→ **INSTRUCTIONS FOR THE TASK**
Please copy out word for word everything below, from the line containing "Two rules. Place a point on every instance of the ocean" down to the line containing "(1125, 662)", including both of those lines. Leave the pictures out of your copy.

→ **EXCERPTED DATA**
════

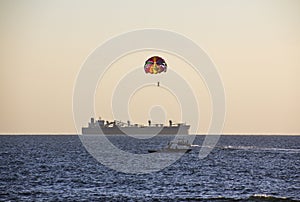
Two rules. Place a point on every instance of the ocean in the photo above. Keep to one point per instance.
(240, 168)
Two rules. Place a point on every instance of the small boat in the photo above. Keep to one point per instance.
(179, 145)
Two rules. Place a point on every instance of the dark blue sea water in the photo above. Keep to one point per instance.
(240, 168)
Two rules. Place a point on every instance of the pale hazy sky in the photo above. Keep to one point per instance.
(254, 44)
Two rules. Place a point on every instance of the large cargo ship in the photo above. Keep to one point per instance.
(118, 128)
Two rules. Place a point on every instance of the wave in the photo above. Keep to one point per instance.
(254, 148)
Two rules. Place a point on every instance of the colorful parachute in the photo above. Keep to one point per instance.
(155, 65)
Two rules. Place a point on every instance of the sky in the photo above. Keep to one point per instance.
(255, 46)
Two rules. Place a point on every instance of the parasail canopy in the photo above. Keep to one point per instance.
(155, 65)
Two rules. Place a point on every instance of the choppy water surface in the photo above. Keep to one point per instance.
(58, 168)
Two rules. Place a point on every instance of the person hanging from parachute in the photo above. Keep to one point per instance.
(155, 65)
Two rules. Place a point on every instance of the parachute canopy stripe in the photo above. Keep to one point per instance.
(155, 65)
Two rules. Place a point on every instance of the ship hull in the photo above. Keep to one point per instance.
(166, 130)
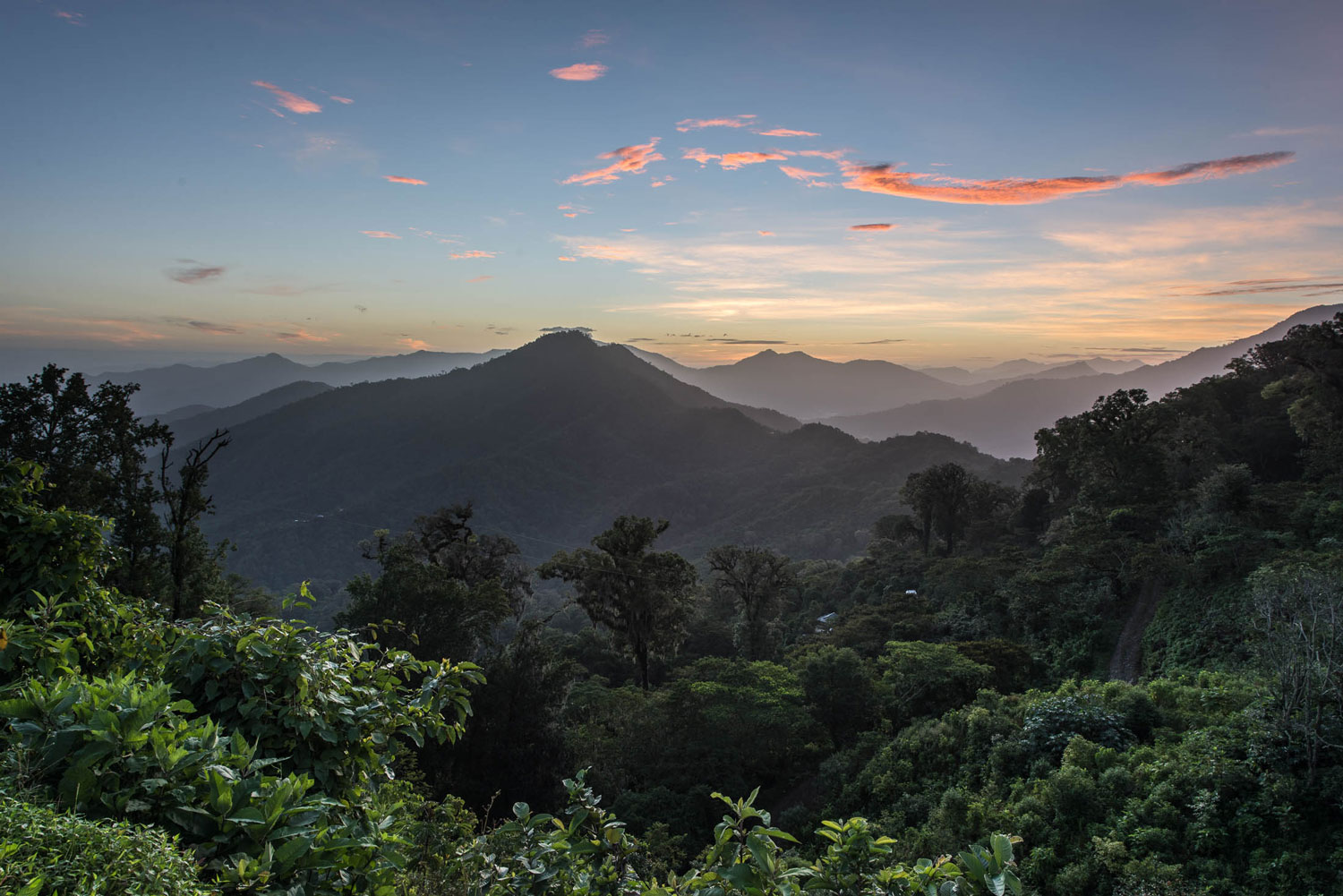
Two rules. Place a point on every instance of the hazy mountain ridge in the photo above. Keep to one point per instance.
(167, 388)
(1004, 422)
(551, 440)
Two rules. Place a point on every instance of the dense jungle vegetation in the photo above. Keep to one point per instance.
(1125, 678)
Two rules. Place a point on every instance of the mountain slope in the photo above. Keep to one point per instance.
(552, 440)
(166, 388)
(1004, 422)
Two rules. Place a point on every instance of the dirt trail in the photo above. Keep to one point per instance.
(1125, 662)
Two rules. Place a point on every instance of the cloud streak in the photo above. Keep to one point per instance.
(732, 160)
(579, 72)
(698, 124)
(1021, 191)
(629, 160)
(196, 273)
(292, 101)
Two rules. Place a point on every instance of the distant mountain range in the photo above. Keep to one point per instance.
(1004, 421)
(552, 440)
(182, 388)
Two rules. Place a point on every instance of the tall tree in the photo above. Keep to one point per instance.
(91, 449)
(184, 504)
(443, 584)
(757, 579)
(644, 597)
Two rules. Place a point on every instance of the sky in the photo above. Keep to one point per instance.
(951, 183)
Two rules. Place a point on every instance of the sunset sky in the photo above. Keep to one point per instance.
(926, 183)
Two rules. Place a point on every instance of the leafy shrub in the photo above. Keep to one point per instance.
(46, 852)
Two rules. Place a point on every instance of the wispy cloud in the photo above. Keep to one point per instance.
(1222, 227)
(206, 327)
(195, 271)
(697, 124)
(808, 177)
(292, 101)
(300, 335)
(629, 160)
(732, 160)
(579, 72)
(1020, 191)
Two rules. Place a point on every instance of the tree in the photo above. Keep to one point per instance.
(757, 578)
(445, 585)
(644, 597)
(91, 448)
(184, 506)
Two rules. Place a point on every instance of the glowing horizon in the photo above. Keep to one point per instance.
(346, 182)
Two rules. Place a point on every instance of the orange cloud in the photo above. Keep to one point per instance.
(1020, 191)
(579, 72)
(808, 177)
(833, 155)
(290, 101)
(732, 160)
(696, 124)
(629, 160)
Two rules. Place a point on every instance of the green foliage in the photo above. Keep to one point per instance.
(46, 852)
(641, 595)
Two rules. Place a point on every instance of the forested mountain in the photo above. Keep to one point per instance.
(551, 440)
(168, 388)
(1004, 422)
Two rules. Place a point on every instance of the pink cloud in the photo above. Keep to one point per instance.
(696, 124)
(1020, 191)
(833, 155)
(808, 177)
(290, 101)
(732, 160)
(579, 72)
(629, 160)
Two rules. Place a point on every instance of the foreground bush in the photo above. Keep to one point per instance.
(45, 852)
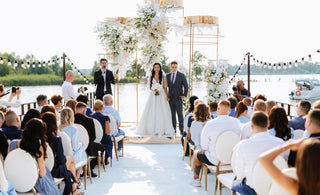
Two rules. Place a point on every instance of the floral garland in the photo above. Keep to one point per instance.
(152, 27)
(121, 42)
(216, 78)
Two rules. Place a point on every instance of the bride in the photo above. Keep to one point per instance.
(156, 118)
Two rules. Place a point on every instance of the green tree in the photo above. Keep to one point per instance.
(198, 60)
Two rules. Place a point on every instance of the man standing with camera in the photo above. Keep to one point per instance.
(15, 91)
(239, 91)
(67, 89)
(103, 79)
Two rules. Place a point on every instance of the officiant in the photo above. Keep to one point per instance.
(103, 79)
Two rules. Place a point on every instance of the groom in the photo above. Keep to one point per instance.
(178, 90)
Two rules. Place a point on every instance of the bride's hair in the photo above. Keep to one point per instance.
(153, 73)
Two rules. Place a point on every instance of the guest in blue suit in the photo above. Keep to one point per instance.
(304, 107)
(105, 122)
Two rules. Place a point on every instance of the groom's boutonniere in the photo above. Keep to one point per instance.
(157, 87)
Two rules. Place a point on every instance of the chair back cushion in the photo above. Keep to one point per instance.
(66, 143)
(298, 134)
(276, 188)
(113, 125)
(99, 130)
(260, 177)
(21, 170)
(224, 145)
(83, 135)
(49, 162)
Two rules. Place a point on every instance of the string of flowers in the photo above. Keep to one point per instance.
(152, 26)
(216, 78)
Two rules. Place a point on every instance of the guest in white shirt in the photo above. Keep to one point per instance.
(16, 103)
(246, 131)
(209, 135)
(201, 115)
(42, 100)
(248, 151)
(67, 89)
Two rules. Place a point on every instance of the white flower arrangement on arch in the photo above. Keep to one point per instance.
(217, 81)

════

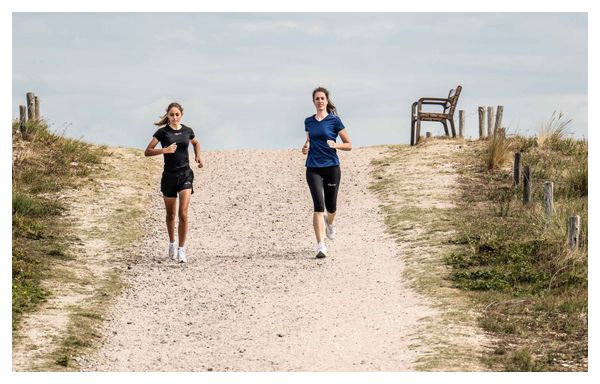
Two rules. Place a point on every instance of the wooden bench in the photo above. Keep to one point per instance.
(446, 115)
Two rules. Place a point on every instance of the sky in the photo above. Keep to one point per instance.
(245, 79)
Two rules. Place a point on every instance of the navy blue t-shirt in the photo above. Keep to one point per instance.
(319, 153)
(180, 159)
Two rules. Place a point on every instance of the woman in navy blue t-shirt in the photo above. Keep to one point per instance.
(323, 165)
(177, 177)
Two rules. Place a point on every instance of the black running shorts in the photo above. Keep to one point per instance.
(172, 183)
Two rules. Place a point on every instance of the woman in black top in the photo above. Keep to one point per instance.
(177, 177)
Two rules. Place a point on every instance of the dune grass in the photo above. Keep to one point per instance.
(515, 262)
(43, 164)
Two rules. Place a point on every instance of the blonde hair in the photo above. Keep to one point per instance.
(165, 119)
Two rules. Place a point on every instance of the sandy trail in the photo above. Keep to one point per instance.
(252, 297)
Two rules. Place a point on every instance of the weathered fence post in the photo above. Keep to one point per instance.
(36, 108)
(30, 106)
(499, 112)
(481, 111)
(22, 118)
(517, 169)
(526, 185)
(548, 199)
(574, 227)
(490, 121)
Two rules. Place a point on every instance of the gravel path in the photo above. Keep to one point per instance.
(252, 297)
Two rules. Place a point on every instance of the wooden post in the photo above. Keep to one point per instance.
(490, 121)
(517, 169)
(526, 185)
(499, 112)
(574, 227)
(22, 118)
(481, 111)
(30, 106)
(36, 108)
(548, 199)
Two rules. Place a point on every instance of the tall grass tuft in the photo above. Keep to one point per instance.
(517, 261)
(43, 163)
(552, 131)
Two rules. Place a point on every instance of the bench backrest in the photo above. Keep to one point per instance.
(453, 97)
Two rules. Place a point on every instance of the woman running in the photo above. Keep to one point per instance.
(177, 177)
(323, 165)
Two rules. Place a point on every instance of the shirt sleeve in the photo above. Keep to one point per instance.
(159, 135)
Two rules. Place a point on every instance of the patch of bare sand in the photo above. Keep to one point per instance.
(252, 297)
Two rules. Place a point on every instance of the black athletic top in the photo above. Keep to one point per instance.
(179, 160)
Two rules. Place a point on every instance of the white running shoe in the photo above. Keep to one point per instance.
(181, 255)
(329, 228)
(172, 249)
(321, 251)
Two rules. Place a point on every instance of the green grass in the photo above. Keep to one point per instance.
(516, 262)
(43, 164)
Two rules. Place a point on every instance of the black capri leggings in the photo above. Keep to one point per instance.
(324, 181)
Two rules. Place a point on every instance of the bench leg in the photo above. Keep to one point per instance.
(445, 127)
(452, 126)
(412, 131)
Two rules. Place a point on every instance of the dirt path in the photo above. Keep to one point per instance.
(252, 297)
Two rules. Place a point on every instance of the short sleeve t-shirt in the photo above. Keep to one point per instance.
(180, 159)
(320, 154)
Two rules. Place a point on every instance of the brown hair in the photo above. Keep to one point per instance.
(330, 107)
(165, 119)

════

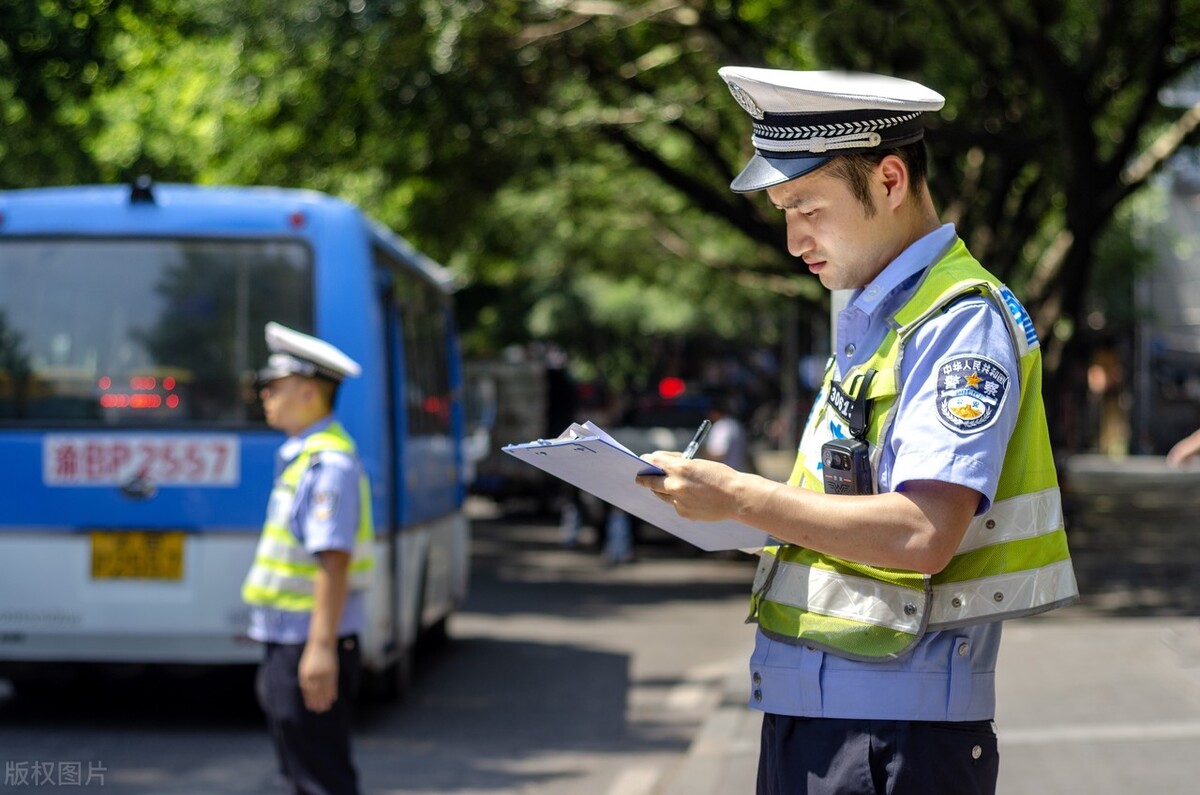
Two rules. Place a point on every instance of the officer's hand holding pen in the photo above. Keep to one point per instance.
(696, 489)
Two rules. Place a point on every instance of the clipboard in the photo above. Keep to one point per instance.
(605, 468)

════

→ **ANSWER FOR THE TASK**
Two rules. Place a point on every instance of the ocean in the photo above. Keep to one point per instance.
(240, 168)
Two rules. Place a point on every instance of the small boat in the photo above. Keep to one point per instance.
(179, 145)
Two rules. Place a point on every instance of the dark blue sea water in the photo above. Keep to one point per instance.
(240, 168)
Two rules. Place a point on every instance of the pale hazy sky in the photo above. Keep to one point per instance.
(254, 44)
Two rules. Place a point on every instance of the large cargo ship in the photo above. Keep to one point per instance.
(118, 128)
Two rules. Place a point on every instance of the wave in the photo above. Keep to one point per instance.
(254, 148)
Two rules. Place a point on every instance of the colorful parachute in the photo above. Keep to one point per instance.
(155, 65)
Two rules. Place a point on every instance of the sky in the photo above. Keep to one point per instance.
(255, 46)
Two rules. Place a point on every instance of the parasail canopy in the photo above. Keep to one point per instance.
(155, 65)
Two rules. Place a point on every instance of the choppy water surface in the photo above. Keep to one point per instance.
(58, 168)
Two rules. Place a point on every instance of the person hanging from parachute in the photo above. Keep to one point per instance.
(155, 65)
Two rules. Place a point on every instance of the parachute canopy stripe in the photo above. Keep to one point per instance.
(155, 65)
Two rules. Place a point on every instance of the ship hull in the photo above. Keep to one point per instance.
(166, 130)
Two rules. Place a point on every instance of the hazy mountain ridge in the photo above. Keep to one point per instance.
(167, 388)
(1004, 422)
(551, 440)
Two rules. Place a point on every instance of the dense jungle vegetation in the photo above. Keep to one point per instance.
(1125, 678)
Two rules. Place a point on every instance of the mountain slope in the photo above. Keep to one point per instance.
(552, 440)
(166, 388)
(1004, 422)
Two rules. Place a point on every instance of the dirt trail in the photo above. Keep to one point per instance.
(1125, 662)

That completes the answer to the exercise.